%%
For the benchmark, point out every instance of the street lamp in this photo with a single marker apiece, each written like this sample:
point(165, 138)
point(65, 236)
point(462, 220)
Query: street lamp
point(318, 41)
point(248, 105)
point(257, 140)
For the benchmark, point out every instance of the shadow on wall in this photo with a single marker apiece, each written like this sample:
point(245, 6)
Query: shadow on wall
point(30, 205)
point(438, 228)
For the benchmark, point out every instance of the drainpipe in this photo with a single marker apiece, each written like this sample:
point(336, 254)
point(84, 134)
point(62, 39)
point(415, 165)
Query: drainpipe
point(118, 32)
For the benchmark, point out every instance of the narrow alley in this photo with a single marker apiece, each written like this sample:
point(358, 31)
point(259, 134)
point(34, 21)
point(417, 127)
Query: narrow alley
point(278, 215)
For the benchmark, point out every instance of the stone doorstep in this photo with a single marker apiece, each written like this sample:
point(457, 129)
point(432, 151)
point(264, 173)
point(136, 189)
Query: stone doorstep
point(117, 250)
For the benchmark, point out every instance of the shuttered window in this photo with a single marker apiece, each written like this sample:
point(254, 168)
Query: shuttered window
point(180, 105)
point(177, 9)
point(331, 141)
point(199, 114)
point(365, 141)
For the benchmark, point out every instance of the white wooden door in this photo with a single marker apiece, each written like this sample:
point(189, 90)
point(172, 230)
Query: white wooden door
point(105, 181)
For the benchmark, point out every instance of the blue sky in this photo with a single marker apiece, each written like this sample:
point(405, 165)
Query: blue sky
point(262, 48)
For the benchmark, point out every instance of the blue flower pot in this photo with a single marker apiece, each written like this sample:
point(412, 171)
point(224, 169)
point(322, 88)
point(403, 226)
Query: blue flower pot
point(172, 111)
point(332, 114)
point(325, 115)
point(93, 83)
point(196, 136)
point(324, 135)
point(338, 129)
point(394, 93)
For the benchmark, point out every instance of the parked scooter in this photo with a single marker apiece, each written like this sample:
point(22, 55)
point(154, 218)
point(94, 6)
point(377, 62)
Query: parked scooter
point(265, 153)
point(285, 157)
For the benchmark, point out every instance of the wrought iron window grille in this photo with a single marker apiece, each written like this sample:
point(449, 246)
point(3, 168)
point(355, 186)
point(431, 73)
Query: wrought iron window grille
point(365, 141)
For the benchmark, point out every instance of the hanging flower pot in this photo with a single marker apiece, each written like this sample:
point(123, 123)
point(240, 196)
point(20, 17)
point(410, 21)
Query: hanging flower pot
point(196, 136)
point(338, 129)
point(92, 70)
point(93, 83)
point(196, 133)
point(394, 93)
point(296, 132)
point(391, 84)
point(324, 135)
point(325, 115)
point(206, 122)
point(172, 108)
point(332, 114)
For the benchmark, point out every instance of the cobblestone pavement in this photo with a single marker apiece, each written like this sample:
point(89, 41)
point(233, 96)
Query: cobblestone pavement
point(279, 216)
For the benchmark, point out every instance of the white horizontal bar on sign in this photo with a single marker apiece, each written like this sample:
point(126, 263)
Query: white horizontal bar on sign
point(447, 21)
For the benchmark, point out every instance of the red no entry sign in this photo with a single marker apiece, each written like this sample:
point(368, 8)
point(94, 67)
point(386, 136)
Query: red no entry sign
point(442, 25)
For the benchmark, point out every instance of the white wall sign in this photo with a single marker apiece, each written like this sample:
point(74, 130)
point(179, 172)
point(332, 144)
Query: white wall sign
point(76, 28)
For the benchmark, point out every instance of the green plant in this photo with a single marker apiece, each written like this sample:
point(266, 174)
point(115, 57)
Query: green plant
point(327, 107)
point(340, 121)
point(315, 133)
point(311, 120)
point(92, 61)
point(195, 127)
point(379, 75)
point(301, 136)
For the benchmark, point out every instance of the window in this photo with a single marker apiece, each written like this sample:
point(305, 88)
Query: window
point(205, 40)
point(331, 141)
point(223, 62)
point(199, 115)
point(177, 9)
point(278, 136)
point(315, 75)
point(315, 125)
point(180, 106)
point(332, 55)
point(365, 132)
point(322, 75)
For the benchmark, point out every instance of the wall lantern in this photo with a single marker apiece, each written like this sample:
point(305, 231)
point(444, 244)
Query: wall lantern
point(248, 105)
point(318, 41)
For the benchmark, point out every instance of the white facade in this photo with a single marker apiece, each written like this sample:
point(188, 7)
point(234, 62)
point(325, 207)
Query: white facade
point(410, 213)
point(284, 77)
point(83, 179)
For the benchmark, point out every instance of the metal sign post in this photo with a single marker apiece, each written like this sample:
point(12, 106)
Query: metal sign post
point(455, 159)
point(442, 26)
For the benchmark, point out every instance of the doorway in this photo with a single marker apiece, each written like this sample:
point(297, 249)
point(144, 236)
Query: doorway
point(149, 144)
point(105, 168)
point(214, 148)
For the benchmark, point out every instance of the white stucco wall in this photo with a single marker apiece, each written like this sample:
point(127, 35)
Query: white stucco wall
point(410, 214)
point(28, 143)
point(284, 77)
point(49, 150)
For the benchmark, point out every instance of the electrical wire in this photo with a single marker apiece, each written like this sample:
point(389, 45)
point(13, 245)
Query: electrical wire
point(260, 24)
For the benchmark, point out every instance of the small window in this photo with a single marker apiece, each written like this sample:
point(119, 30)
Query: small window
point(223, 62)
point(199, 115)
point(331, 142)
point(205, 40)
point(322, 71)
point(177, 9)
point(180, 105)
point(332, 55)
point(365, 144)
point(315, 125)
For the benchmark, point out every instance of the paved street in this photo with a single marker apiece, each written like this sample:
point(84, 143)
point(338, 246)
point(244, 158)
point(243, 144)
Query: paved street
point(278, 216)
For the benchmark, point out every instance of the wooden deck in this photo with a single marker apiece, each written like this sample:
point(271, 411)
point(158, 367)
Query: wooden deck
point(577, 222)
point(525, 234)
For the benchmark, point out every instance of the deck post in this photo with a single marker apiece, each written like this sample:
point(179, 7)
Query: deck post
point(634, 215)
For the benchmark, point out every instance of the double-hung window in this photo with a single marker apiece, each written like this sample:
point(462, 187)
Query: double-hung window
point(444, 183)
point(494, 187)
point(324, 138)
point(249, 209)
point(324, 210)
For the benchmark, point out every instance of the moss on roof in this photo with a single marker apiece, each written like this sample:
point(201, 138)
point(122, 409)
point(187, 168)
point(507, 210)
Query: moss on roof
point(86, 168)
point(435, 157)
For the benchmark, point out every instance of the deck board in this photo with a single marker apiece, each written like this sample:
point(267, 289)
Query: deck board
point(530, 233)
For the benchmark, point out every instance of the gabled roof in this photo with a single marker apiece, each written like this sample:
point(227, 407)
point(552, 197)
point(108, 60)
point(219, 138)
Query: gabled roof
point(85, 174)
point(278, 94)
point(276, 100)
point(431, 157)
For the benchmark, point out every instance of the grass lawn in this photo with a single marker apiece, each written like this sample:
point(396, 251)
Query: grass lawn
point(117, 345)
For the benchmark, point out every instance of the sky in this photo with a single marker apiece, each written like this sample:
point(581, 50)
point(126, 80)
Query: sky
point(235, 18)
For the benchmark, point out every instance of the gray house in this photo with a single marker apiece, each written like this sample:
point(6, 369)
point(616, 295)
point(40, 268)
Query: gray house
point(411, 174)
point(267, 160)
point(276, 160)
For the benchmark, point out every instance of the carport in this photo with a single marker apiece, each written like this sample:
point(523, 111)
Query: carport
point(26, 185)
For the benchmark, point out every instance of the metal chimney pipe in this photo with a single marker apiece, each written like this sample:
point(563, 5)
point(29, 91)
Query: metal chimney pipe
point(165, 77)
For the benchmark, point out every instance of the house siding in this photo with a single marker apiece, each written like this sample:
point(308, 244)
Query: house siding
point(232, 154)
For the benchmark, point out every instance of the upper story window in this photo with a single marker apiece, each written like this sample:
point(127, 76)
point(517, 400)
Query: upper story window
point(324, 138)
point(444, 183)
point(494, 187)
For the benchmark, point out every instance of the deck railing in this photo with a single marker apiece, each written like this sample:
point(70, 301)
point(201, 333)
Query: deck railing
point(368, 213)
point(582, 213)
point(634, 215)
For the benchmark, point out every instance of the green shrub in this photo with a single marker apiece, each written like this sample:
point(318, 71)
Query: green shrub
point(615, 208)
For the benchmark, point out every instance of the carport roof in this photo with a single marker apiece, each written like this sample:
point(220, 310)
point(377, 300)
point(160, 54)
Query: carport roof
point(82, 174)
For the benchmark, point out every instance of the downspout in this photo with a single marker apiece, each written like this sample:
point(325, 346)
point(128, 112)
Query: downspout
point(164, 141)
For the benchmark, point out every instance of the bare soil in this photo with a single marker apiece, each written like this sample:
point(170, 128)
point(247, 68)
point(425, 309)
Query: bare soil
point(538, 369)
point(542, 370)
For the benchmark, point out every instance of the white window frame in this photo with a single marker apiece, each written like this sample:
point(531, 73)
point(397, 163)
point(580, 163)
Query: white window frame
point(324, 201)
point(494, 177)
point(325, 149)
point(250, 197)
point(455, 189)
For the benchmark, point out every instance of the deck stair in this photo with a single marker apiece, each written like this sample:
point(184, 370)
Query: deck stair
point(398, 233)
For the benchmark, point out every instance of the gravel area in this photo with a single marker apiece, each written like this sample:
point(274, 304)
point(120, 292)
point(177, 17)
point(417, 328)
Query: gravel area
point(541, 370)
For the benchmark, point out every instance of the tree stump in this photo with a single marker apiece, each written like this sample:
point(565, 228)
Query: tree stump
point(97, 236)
%%
* THE EXERCISE:
Can you copy the records above word for word, from the very first line through the line containing "point(257, 140)", with both ends included?

* REPLY TO THE EXERCISE:
For the benchmark, point out every instance of the street lamp in this photo with a single marker apiece, each written like this sample:
point(165, 138)
point(65, 236)
point(462, 220)
Query: street lamp
point(318, 41)
point(248, 105)
point(257, 140)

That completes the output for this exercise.